→ WHAT TO DO
Write the records out again, precisely as they stand.

→ DATA SHOWN
⟨

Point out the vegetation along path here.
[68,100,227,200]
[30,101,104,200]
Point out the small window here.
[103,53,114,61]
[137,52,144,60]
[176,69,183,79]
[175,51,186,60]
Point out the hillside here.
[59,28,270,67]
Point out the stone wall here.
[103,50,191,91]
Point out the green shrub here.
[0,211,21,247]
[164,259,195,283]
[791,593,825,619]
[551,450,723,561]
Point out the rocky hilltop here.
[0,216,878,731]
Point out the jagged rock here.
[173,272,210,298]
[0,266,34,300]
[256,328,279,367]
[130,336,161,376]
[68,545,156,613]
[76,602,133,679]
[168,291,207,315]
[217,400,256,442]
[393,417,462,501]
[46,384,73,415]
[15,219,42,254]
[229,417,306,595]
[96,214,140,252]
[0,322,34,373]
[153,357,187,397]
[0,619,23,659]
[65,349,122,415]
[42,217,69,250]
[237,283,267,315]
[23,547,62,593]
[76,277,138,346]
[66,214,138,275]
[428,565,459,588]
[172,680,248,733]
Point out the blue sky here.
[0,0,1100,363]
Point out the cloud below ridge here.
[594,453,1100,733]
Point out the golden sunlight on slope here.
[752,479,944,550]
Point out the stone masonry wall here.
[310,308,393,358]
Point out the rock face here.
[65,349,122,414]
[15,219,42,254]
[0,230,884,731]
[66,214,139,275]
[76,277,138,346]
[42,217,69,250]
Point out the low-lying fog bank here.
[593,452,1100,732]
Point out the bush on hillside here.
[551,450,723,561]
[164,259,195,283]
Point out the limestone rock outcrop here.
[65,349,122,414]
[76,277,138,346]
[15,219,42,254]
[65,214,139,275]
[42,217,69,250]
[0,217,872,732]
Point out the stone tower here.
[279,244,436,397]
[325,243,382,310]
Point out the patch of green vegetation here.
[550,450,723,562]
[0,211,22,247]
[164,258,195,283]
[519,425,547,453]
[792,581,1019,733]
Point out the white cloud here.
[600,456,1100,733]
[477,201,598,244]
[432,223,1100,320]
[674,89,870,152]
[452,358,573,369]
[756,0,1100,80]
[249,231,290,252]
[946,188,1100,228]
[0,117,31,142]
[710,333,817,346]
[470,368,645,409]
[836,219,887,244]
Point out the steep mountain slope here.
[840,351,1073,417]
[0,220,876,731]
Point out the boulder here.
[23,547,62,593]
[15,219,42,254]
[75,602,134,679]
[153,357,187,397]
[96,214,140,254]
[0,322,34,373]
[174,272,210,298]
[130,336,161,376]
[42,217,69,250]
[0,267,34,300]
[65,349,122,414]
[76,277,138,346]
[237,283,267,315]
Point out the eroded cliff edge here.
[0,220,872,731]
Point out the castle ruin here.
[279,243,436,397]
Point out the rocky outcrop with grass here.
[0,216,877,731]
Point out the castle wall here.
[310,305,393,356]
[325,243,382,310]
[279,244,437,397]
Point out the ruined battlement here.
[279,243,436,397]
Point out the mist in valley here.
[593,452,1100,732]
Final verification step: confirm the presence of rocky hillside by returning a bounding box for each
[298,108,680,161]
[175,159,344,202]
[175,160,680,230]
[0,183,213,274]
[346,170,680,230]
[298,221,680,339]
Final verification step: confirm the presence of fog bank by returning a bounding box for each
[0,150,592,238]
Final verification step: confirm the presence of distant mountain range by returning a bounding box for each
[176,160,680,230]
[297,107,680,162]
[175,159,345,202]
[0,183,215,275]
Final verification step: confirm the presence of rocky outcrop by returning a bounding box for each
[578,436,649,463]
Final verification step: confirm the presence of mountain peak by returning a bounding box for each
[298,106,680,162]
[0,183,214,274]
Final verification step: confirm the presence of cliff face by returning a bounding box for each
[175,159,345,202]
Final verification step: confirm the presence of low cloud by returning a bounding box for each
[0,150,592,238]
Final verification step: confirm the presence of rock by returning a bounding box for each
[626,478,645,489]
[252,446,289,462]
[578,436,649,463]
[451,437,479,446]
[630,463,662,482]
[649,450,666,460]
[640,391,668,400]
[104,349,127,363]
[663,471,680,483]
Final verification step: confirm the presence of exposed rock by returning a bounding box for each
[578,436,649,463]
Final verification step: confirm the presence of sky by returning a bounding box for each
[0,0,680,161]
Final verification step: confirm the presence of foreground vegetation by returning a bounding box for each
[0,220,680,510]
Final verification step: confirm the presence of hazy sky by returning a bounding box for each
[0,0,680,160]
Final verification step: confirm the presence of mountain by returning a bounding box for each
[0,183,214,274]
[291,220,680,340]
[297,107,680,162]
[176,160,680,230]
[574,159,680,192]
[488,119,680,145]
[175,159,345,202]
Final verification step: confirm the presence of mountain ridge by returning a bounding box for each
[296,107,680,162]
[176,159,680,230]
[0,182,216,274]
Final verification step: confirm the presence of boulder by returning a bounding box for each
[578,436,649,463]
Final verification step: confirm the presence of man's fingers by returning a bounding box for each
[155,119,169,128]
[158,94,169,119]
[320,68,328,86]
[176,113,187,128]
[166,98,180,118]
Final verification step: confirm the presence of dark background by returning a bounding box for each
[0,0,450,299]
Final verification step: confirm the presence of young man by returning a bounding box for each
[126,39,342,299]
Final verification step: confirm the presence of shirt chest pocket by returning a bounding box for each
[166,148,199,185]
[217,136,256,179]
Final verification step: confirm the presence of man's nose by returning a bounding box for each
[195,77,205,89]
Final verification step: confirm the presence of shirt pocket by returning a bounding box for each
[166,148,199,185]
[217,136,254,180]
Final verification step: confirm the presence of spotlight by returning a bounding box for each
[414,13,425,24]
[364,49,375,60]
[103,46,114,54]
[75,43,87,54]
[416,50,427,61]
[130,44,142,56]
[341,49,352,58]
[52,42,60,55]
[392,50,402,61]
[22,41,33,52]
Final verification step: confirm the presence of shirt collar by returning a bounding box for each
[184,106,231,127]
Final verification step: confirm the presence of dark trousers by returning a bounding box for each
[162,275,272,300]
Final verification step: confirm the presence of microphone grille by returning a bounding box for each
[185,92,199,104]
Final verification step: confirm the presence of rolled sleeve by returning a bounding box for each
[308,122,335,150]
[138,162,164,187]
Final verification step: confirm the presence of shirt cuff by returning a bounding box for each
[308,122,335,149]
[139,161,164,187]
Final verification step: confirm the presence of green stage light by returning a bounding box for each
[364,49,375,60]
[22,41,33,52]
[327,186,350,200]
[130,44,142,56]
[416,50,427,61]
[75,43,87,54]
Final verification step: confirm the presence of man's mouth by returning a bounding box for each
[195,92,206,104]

⟩

→ TASK ANSWER
Point out the vegetation along path here.
[68,100,227,200]
[30,101,104,200]
Point out the small window here.
[103,53,114,61]
[137,52,144,60]
[176,69,183,79]
[175,51,186,60]
Point out the hillside here.
[59,28,270,67]
Point out the stone wall here.
[103,50,191,91]
Point out the green shrub here.
[0,211,21,247]
[164,259,195,283]
[791,593,825,619]
[551,450,723,561]
Point out the rocky hilltop here.
[0,216,878,731]
Point out the jagged rock here.
[173,272,210,298]
[0,266,34,300]
[256,328,279,367]
[130,336,161,376]
[68,545,156,613]
[76,602,133,679]
[168,291,207,315]
[217,400,256,442]
[393,417,462,501]
[46,384,73,415]
[15,219,42,254]
[229,417,306,595]
[96,214,140,252]
[0,322,34,373]
[153,357,187,397]
[0,619,23,659]
[65,349,122,415]
[42,217,69,250]
[237,283,267,315]
[23,547,62,593]
[76,277,138,346]
[66,214,138,275]
[428,565,459,588]
[172,680,248,733]
Point out the blue sky here.
[0,0,1100,363]
Point out the cloud below ridge here.
[594,453,1100,733]
Point out the golden sunlight on slope here.
[752,479,944,550]
Point out the stone masonry wall here.
[310,308,393,358]
Point out the rock face here.
[65,349,122,414]
[15,219,42,254]
[0,230,884,731]
[66,214,139,275]
[76,277,138,346]
[42,217,69,250]
Point out the low-lying fog bank here.
[593,452,1100,732]
Point out the bush on hillside here.
[551,450,723,561]
[164,259,195,283]
Point out the limestone rock outcrop here.
[65,349,122,414]
[76,277,138,346]
[15,219,42,254]
[65,214,139,275]
[42,217,69,250]
[0,217,872,732]
Point out the stone tower here.
[279,244,436,397]
[325,243,382,310]
Point out the patch of green vegetation here.
[550,450,723,562]
[0,211,22,247]
[164,258,195,283]
[519,425,547,453]
[792,581,1019,733]
Point out the white cloud here.
[600,456,1100,733]
[477,201,598,244]
[432,223,1100,320]
[674,89,870,152]
[452,358,573,369]
[756,0,1100,80]
[249,231,290,252]
[946,188,1100,228]
[0,117,31,142]
[710,333,817,346]
[470,368,645,409]
[836,219,887,244]
Point out the steep mountain slope here.
[840,351,1073,417]
[0,220,876,731]
Point out the boulder here.
[23,547,62,593]
[15,219,42,254]
[75,602,134,679]
[153,357,187,397]
[96,214,140,254]
[0,322,34,373]
[174,272,210,298]
[130,336,161,376]
[42,217,69,250]
[0,267,34,300]
[65,349,122,414]
[76,277,138,346]
[237,283,267,315]
Point out the eroded cliff edge here.
[0,220,872,731]
Point out the castle ruin here.
[279,243,436,397]
Point out the rocky outcrop with grass here.
[0,216,877,731]
Point out the castle wall here.
[310,305,393,356]
[325,243,382,310]
[279,244,437,397]
Point out the ruined battlement here.
[279,243,436,397]
Point out the mist in valley here.
[593,452,1100,732]
Final verification step: confirm the presence of rocky hillside by returning a bounding box for each
[298,108,680,161]
[175,159,344,202]
[175,160,680,230]
[0,183,213,274]
[346,170,680,230]
[298,221,680,339]
Final verification step: confirm the presence of fog bank by returning a bounding box for each
[0,150,592,238]
Final verification step: confirm the presence of distant mountain range by returning a bounding box for each
[176,160,680,230]
[297,107,680,162]
[175,159,345,202]
[0,183,215,275]
Final verification step: confirm the presence of rocky outcrop by returning a bounding box for each
[578,436,649,463]
Final verification step: confirm the presence of mountain peak by returning a bounding box for each
[298,106,680,162]
[0,183,214,274]
Final verification step: confirm the presence of cliff face by returning a bounding box for each
[175,159,345,202]
Final verification step: confirm the presence of low cloud by returning a bounding box for each
[0,150,592,238]
Final verification step: confirm the presence of rock by returning a bounding box for each
[626,478,645,489]
[252,446,289,462]
[578,436,649,463]
[451,437,479,446]
[630,463,662,482]
[649,450,666,460]
[640,391,668,400]
[104,349,127,363]
[663,471,680,483]
Final verification step: confirm the presence of exposed rock by returning a bounding box for each
[578,436,649,463]
Final verification step: confirm the presence of sky by returning a bounding box for each
[0,0,680,161]
Final verification step: confirm the presence of foreground vegetation by returning a bounding box for each
[0,220,680,510]
Final verification step: confirm the presence of hazy sky by returning a bounding box for each
[0,0,680,160]
Final verification step: confirm the presence of mountain by returning a bounding box for each
[0,183,214,274]
[291,220,680,340]
[297,107,680,162]
[176,160,680,230]
[574,159,680,192]
[488,119,680,145]
[175,159,345,202]
Final verification step: confirm the presence of mountain ridge by returning a bounding box for each
[296,107,680,162]
[176,159,680,230]
[0,182,216,274]
Final verification step: confirm the presence of boulder by returning a bounding box for each
[578,436,649,463]
Final verification step: confirm the presence of man's fingers by returning a bounding box for each
[155,119,169,128]
[158,94,169,119]
[320,68,328,86]
[176,113,187,128]
[166,98,180,118]
Final verification step: confirm the presence of dark background by returning a bounding box for each
[0,0,450,299]
Final verification step: confirm the presence of young man by returning a bounding box for each
[126,39,342,299]
Final verification step: confirm the presence of shirt chest pocket by returning a bounding box for each
[166,148,199,185]
[217,136,256,179]
Final verification step: confirm the presence of man's nose by returning a bounding box for each
[195,77,205,89]
Final verification step: confirm the presence of shirt pocket by returning a bounding box for each
[166,148,199,185]
[217,136,254,180]
Final verification step: confirm the presence of spotlight by returning a bounding box for each
[414,13,425,24]
[364,49,375,60]
[103,46,114,54]
[75,43,87,54]
[416,50,427,61]
[130,44,142,56]
[341,49,352,58]
[52,42,60,55]
[392,50,402,61]
[22,41,33,52]
Final verification step: confirm the presence of shirt collar by returning a bounding box for each
[184,106,231,127]
Final verification step: confirm the presence of dark trousers by returning a bounding box for each
[162,275,272,300]
Final verification step: confirm the presence of microphone grille by returning a bounding box for each
[185,92,199,104]
Final verification step: confirm the presence of rolled sleeve by returning a bounding box for each
[308,122,335,150]
[138,162,164,187]
Final verification step: confirm the presence of shirt cuff by returning a bounding box for each
[308,122,335,149]
[139,161,164,187]
Final verification step: confirm the presence of green stage light by returning a bounding box for each
[364,49,375,60]
[22,41,33,52]
[327,186,350,200]
[130,44,142,56]
[416,50,427,61]
[75,43,87,54]
Final verification step: confirm the presence of man's mouth by returning a bounding box for each
[195,92,206,104]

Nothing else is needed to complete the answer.